They warned that if Siddhartha left the palace and saw what the real world was like he might have an existential crisis and turn toward a spiritual life. If he remained within the cloistered palace walls, he would become a great ruler of the world. One of these Brahmins, Kondanna, was convinced, however, that the young boy would become an enlightened one and warned of four signs that would influence the young Siddhartha and spur him to leave his home and commence a spiritual journey.
The Raising of the Would-Be King
Suddhodhana had no wish for his son to become a spiritual teacher, but longed for a son who would rule over the land. He decided to protect Siddhartha from the possibilities of a hard but spiritual path and vowed to keep him cloistered in the palace, lavishing riches and luxuries beyond imagination on the young boy.

--*--

■ Set problem 1
In the passage on Siddhartha's upbringing, which Brahmin was convinced that the young boy would become an enlightened one?
■ Set problem 2
Transcribe the passage on Siddhartha's upbringing, starting with "The Raising of" and going on through "the young boy.".
You won't need the items for anything here.

--*--

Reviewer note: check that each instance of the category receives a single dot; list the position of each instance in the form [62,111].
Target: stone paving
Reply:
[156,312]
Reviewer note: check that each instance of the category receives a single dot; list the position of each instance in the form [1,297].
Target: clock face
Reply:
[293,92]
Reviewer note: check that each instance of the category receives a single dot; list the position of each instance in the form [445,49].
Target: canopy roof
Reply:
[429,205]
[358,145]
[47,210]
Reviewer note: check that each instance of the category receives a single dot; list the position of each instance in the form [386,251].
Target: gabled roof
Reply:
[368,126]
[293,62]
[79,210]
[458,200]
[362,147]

--*--

■ Correct result 1
Kondanna

■ Correct result 2
The Raising of the Would-Be King
Suddhodhana had no wish for his son to become a spiritual teacher, but longed for a son who would rule over the land. He decided to protect Siddhartha from the possibilities of a hard but spiritual path and vowed to keep him cloistered in the palace, lavishing riches and luxuries beyond imagination on the young boy.